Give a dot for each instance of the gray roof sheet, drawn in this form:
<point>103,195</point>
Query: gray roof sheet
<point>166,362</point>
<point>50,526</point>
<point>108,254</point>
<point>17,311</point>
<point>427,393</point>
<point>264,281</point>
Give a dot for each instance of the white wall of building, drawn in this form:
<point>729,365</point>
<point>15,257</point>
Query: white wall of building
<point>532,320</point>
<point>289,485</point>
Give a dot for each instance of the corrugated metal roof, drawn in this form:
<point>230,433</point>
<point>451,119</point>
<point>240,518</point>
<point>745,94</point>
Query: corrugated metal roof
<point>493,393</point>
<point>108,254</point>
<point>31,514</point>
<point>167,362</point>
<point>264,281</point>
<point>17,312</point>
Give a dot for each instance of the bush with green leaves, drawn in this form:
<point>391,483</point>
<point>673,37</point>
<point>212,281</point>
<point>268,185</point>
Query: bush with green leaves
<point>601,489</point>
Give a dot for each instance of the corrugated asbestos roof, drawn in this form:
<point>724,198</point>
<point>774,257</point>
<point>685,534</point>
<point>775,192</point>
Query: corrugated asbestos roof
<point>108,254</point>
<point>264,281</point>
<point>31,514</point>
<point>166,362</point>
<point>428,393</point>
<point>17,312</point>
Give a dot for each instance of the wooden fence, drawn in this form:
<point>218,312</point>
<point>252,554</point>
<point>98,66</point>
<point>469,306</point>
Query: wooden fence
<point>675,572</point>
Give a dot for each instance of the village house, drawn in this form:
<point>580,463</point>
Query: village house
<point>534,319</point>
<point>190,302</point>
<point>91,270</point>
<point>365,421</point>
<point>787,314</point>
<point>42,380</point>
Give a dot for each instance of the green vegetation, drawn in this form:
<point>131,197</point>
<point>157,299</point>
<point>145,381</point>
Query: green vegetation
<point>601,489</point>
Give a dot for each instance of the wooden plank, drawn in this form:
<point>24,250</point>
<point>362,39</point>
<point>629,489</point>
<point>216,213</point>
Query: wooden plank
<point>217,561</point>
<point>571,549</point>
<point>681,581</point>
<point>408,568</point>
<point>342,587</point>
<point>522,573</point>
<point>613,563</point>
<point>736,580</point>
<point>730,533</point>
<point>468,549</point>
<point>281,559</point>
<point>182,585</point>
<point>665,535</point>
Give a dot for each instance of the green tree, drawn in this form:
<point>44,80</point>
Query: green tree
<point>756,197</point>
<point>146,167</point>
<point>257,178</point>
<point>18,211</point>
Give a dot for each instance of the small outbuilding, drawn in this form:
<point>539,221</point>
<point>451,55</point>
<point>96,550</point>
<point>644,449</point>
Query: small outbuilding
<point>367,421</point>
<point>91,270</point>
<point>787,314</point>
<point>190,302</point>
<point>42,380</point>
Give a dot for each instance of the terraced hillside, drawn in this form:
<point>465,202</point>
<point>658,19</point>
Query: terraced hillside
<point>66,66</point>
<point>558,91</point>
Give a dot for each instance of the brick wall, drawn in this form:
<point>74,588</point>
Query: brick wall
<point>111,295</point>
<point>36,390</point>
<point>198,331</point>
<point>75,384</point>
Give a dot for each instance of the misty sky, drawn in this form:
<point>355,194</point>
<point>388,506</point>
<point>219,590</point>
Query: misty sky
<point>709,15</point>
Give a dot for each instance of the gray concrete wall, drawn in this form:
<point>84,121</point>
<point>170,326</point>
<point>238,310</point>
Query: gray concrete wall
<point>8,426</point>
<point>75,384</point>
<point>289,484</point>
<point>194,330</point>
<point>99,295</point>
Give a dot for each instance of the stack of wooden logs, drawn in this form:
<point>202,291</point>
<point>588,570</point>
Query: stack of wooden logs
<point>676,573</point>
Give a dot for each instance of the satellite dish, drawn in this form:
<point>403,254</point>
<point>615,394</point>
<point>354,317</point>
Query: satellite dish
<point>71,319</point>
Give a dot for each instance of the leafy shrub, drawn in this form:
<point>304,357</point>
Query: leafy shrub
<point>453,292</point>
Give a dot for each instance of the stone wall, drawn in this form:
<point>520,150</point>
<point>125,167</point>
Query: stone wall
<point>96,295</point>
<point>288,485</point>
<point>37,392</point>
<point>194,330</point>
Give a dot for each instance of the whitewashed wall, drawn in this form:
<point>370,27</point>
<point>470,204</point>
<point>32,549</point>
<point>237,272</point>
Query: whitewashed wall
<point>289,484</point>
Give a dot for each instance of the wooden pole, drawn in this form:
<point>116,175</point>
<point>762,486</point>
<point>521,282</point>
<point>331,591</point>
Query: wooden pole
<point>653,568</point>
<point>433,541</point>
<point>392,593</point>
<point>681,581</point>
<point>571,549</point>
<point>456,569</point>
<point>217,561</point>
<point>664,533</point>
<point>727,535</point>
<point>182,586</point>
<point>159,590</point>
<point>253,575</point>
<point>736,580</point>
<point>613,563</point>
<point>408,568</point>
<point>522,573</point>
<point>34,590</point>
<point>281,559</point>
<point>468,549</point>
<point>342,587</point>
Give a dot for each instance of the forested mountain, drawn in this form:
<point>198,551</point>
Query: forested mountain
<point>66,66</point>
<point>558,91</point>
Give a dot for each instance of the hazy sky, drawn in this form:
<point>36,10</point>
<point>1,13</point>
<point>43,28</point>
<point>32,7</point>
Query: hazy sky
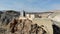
<point>30,5</point>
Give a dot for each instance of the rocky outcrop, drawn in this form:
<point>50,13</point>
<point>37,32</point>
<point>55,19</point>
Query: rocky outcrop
<point>25,27</point>
<point>7,16</point>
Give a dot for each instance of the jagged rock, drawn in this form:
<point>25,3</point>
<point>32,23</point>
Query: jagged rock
<point>25,26</point>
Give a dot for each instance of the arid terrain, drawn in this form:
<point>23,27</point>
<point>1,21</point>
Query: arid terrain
<point>12,23</point>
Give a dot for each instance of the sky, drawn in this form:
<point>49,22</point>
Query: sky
<point>30,5</point>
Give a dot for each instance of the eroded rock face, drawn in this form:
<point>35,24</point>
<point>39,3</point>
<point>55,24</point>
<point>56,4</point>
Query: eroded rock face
<point>25,26</point>
<point>7,16</point>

^^^^

> **SHORT PROBLEM**
Copy every one of the records above verbatim, leaving the pictures out of your copy.

> **ANSWER**
Give a dot for each instance of the gray roof sheet, drawn in this form:
<point>103,195</point>
Query: gray roof sheet
<point>166,362</point>
<point>50,526</point>
<point>108,254</point>
<point>17,311</point>
<point>427,393</point>
<point>264,281</point>
Give a dot for each instance of the white wall of building, drawn in this form:
<point>729,365</point>
<point>15,257</point>
Query: white wall of building
<point>532,320</point>
<point>289,485</point>
Give a dot for each instance of the corrugated metal roof, drawn in this form:
<point>230,433</point>
<point>451,119</point>
<point>240,518</point>
<point>745,94</point>
Query: corrugated metal roof
<point>493,393</point>
<point>108,254</point>
<point>31,514</point>
<point>167,362</point>
<point>264,281</point>
<point>17,312</point>
Give a dot for each instance of the bush with green leaves, drawn in this form:
<point>391,483</point>
<point>673,37</point>
<point>212,281</point>
<point>268,185</point>
Query: bush with green leaves
<point>601,489</point>
Give a dot for each instance of the corrugated asbestos roof, drawn in this form:
<point>724,198</point>
<point>774,257</point>
<point>685,534</point>
<point>775,192</point>
Query: corrugated asbestos roof
<point>108,254</point>
<point>264,281</point>
<point>31,514</point>
<point>166,362</point>
<point>428,393</point>
<point>17,312</point>
Give a dot for each instance of the wooden fence, drawn in this form:
<point>218,312</point>
<point>252,554</point>
<point>98,66</point>
<point>469,306</point>
Query: wooden fence
<point>675,572</point>
Give a dot for each instance of the village house, drawn in this form:
<point>580,463</point>
Query: village house
<point>534,319</point>
<point>190,302</point>
<point>91,270</point>
<point>365,421</point>
<point>787,314</point>
<point>42,380</point>
Give a dot for each instance of the green vegetation, drawn in this form:
<point>131,197</point>
<point>157,299</point>
<point>145,381</point>
Query: green vegetation
<point>601,489</point>
Give a dot for each instance of the wooden plank, drawn in this form:
<point>24,250</point>
<point>362,39</point>
<point>629,489</point>
<point>216,213</point>
Query: wooden plank
<point>217,561</point>
<point>571,549</point>
<point>681,581</point>
<point>408,568</point>
<point>342,587</point>
<point>522,573</point>
<point>613,563</point>
<point>736,580</point>
<point>730,533</point>
<point>468,549</point>
<point>281,559</point>
<point>182,585</point>
<point>665,535</point>
Give a dot for each instance of the green tree, drawn in this form:
<point>44,80</point>
Query: green tree
<point>756,197</point>
<point>146,167</point>
<point>257,178</point>
<point>18,211</point>
Give a dot for each instance of the small outbuilding, drawn in this form:
<point>539,221</point>
<point>451,55</point>
<point>96,550</point>
<point>644,449</point>
Query: small outbuilding
<point>367,421</point>
<point>91,270</point>
<point>787,314</point>
<point>190,302</point>
<point>42,380</point>
Give a dot for each instance of the terraced hillside, drawn in this form:
<point>465,202</point>
<point>658,19</point>
Query: terraced hillside
<point>66,66</point>
<point>558,91</point>
Give a dot for each instance of the brick wall, drawn in this form:
<point>74,588</point>
Query: brick wall
<point>111,295</point>
<point>36,390</point>
<point>198,331</point>
<point>75,384</point>
Give a dot for each instance of the misty sky, drawn in this form:
<point>355,194</point>
<point>388,506</point>
<point>219,590</point>
Query: misty sky
<point>709,15</point>
Give a dot for each instance of the gray concrete wall, drawn in this form:
<point>84,121</point>
<point>170,326</point>
<point>238,310</point>
Query: gray concrete wall
<point>8,426</point>
<point>75,384</point>
<point>289,484</point>
<point>194,330</point>
<point>99,295</point>
Give a dot for each instance of the stack of wooden logs, drawn in this form:
<point>202,291</point>
<point>588,570</point>
Query: stack of wooden logs
<point>676,573</point>
Give a dot for each instance of the satellite dish, drawn in this form:
<point>403,254</point>
<point>615,394</point>
<point>354,317</point>
Query: satellite dish
<point>71,319</point>
Give a dot for each instance of the leafy shrub, drawn in this form:
<point>304,357</point>
Query: leafy shrub
<point>453,292</point>
Give a dot for each instance of the stone wall, drawn in this form:
<point>520,150</point>
<point>125,167</point>
Query: stone wall
<point>96,295</point>
<point>288,485</point>
<point>37,392</point>
<point>194,330</point>
Give a dot for each instance of the whitewashed wall, drawn in this form:
<point>370,27</point>
<point>470,204</point>
<point>32,549</point>
<point>237,272</point>
Query: whitewashed wall
<point>289,484</point>
Give a dot for each instance of the wooden pole, drawn in this form:
<point>116,175</point>
<point>762,486</point>
<point>521,282</point>
<point>331,591</point>
Query: wooden pole
<point>653,568</point>
<point>433,541</point>
<point>392,593</point>
<point>681,581</point>
<point>571,549</point>
<point>456,569</point>
<point>217,561</point>
<point>664,533</point>
<point>727,535</point>
<point>182,586</point>
<point>159,590</point>
<point>253,575</point>
<point>736,580</point>
<point>613,563</point>
<point>408,568</point>
<point>522,573</point>
<point>34,590</point>
<point>281,559</point>
<point>468,549</point>
<point>342,587</point>
Give a dot for each instance of the forested mountain, drawn in this form:
<point>198,551</point>
Query: forested mountain
<point>66,66</point>
<point>558,91</point>
Give a dot for each instance of the hazy sky, drawn in this form:
<point>36,10</point>
<point>1,13</point>
<point>43,28</point>
<point>32,7</point>
Query: hazy sky
<point>30,5</point>
Give a dot for each instance of the rocky outcrop, drawn in this form:
<point>50,13</point>
<point>37,32</point>
<point>55,19</point>
Query: rocky outcrop
<point>25,27</point>
<point>7,16</point>
Give a dot for each instance of the jagged rock, drawn in this form:
<point>25,3</point>
<point>32,23</point>
Query: jagged rock
<point>25,26</point>
Give a dot for each instance of the arid terrain, drawn in this form:
<point>23,27</point>
<point>1,21</point>
Query: arid terrain
<point>12,23</point>
Give a dot for each instance of the sky, drawn in this form:
<point>49,22</point>
Query: sky
<point>30,5</point>
Give a dot for each instance of the eroded rock face, drawn in this form:
<point>35,24</point>
<point>39,3</point>
<point>55,24</point>
<point>56,4</point>
Query: eroded rock face
<point>25,26</point>
<point>7,16</point>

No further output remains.